[Extrait]
★ ★ ★ ★ ★ ★ ★

Le Téméraire n° 38, 15 juin 1943
6 octobre 2019, par Madeleine, Pascal

Cet article fait partie des cinq récits historiques consacrés à de grandes figures nationales.

Il raconte l’histoire de Gilles de Rais, compagnon de Jeanne d’Arc mais aussi monstre sanguinaire qui sut se repentir avant le supplice auquel il fut condamné.


Vers la fin septembre 1404, arrivait en ce monde, au château de Marchecoul, en pays nantais, celui que la tradition populaire devait rendre célèbre sous le nom de Barbe-Bleue. C’était le baron Gilles de Rais.

Orphelin à dix ans, marié à seize, maître d’une immense fortune, il consacre sa jeune ardeur à la lutte contre l’Anglais. C’est l’époque de la Guerre de Cent Ans. Gilles nourrit une haine particulière pour les traîtres français qui se sont rangés dans le parti anglais contre le Roi. Son cri de guerre est : « Sus aux mauvais Français ».

★ ★ ★ ★ ★ ★ ★

[Consigne]
Selon l'extrait, quel était le cri de guerre de Gilles de Rais ? Les lignes de données ne sont pas nécessaires.

Lignes tirées d'une collection de données
★ ★ ★ ★ ★ ★ ★

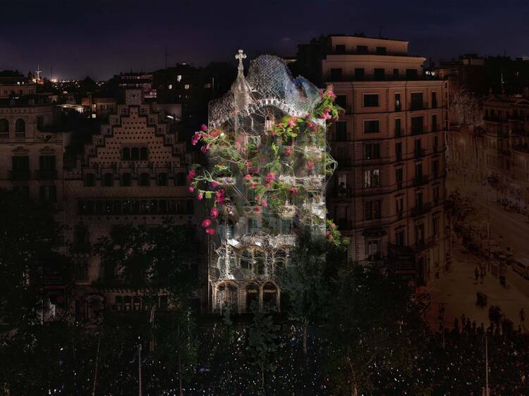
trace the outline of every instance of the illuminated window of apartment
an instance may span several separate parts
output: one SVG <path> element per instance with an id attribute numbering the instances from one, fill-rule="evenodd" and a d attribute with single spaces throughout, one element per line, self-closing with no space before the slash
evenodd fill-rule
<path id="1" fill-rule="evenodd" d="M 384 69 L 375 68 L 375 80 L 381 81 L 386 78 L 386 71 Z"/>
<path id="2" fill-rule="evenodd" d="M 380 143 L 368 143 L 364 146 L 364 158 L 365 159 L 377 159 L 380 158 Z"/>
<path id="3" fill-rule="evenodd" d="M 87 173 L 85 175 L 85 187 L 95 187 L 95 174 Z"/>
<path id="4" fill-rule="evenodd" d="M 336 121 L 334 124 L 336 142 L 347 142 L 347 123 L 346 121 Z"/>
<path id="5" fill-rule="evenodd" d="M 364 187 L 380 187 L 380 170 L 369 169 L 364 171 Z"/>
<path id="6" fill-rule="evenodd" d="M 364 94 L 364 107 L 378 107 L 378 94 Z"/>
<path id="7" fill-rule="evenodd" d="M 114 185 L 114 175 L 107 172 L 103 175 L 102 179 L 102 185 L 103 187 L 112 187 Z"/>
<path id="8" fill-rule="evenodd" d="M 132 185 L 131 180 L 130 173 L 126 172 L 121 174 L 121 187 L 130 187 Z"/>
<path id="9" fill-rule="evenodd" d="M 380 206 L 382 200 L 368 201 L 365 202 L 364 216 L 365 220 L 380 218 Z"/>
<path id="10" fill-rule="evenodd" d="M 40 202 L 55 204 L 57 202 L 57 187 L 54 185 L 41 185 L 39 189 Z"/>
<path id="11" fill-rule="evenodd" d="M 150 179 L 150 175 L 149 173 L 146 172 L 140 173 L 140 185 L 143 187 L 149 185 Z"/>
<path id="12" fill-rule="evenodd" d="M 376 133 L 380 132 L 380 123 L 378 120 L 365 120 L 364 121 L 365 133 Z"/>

★ ★ ★ ★ ★ ★ ★

[Réponse]
« Sus aux mauvais Français »